**** DOCUMENT EXTRACT

3D-Surg Project: The operating theatre of the future

Centrale Nantes continues its involvement in the health sector through several research projects including the national project 3D-Surg (2015-2020).

on April 28, 2016

National Scale

As part of the second phase of the Nouvelle France industrielle (New Industrial France), Marisol Touraine, French Minister for Social Affairs, Health and Women's Rights, Emmanuel Macron, French Minister for the Economy, Industry and Digital Affairs, and Axelle Lemaire, Secretary of State for Digital Affairs, defined three priorities for the future of medicine: medical biotechnology, medical devices and new health equipment, and digital health. With regard to medical devices and new health equipment, and the objective of bringing together leaders (large and medium-sized industrial groups) and SMEs, innovative projects were launched in 2015, such as HECAM (cancerology), Sight Again (eyesight) and 3D Surg (3D assistance for minimally invasive digestive tract surgery).

The 3D Surg project, with funding from Bpifrance, aims to design and industrialise the operating theatre of the future. The idea is to provide the surgical team, in the operating theatre, with tools to visualise the extensive medical data at their disposal: 3D visualisation of the patient, pre-op planning, visualisation and interaction during the operation, augmented reality aided surgery.

Centrale Nantes at the heart of research into medicine of the future


Centrale Nantes is one of the partners involved in this project. Professor Francisco Chinesta, internationally recognised for his research work, and Domenico Borzacchiello, research engineer, are working on the project in collaboration with IHU Strasbourg, one of the six centres of excellence in France, and with the initiator of the project, IRCAD (Research Institute against Digestive Cancer), world leader in minimally invasive surgical training.

********
**** GIVEN RECORDS

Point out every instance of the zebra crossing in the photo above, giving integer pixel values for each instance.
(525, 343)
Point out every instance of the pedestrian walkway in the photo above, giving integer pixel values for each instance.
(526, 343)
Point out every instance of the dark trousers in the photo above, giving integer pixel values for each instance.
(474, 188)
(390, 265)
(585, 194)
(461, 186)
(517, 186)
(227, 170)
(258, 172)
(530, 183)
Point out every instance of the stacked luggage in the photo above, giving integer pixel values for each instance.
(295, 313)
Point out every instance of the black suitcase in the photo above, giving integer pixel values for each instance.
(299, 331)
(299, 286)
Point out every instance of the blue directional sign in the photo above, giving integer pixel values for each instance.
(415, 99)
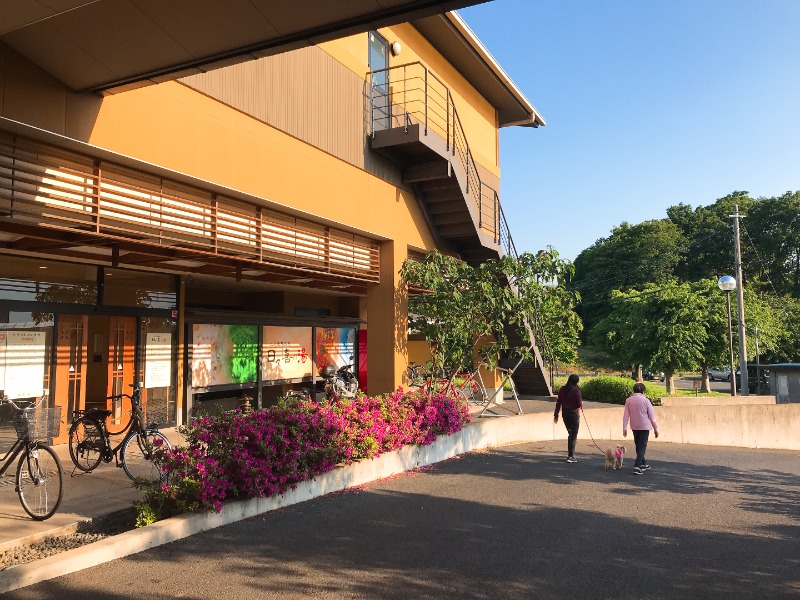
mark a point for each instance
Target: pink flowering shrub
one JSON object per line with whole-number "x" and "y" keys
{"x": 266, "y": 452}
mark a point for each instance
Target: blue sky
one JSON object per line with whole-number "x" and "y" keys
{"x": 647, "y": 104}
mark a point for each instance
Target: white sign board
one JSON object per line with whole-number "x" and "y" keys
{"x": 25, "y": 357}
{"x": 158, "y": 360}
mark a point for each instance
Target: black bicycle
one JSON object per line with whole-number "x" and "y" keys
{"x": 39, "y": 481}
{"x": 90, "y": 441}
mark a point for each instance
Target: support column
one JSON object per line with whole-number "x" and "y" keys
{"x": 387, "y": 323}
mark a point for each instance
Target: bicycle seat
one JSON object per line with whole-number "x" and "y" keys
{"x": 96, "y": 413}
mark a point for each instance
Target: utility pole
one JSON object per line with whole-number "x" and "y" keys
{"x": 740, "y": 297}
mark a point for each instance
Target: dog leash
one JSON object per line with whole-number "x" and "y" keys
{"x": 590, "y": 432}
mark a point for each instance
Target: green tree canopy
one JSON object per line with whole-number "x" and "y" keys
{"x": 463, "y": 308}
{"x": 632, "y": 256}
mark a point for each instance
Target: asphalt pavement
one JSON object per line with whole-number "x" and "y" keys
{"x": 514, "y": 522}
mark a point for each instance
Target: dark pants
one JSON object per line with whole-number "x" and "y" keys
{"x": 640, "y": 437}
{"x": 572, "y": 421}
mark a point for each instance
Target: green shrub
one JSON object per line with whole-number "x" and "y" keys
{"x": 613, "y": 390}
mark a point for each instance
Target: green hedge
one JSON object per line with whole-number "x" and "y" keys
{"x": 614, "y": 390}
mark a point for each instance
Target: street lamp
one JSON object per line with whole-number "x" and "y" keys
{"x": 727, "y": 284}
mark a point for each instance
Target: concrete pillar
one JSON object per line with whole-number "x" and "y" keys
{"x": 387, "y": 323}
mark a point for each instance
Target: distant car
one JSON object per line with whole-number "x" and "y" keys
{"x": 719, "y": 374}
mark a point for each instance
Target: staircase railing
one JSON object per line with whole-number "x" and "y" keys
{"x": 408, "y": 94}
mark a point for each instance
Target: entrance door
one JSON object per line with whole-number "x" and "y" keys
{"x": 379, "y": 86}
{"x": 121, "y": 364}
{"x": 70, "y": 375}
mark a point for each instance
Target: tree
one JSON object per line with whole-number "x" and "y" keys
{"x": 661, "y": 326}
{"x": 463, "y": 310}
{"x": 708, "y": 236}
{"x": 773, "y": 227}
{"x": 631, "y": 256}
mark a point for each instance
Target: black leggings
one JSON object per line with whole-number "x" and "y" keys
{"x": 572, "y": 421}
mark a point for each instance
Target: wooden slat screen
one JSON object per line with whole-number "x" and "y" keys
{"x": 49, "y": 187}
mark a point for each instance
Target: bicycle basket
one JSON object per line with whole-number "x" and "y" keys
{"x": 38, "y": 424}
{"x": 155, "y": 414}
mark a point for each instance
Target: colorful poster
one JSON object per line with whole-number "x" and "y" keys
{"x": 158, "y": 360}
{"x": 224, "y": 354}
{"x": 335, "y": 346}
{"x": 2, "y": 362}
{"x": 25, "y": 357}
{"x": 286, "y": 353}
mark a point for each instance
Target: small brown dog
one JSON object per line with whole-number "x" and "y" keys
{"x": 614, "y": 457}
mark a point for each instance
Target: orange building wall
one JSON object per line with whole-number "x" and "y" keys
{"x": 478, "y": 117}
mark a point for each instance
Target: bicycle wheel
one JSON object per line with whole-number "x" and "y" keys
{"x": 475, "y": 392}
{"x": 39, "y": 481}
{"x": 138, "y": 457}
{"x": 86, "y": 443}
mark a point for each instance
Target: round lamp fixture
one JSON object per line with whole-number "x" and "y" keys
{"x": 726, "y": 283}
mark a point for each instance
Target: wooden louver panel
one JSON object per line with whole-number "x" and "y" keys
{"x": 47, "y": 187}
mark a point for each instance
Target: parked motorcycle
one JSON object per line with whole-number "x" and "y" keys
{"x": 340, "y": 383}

********

EXERCISES TO COMPLETE:
a: Answer these questions about the 3D-Surg article:
(i) Which organization funds the 3D Surg project?
(ii) What years does the national 3D-Surg project run?
(iii) How is IRCAD described?
b: Reproduce word for word the stretch of the 3D-Surg article from "The 3D Surg" through "reality aided surgery.".
You can set the rows aside.

SOLUTIONS BY TASK:
a:
(i) Bpifrance
(ii) 2015–2020
(iii) As the Research Institute against Digestive Cancer, world leader in minimally invasive surgical training, and the initiator of the project.

b:
The 3D Surg project, with funding from Bpifrance, aims to design and industrialise the operating theatre of the future. The idea is to provide the surgical team, in the operating theatre, with tools to visualise the extensive medical data at their disposal: 3D visualisation of the patient, pre-op planning, visualisation and interaction during the operation, augmented reality aided surgery.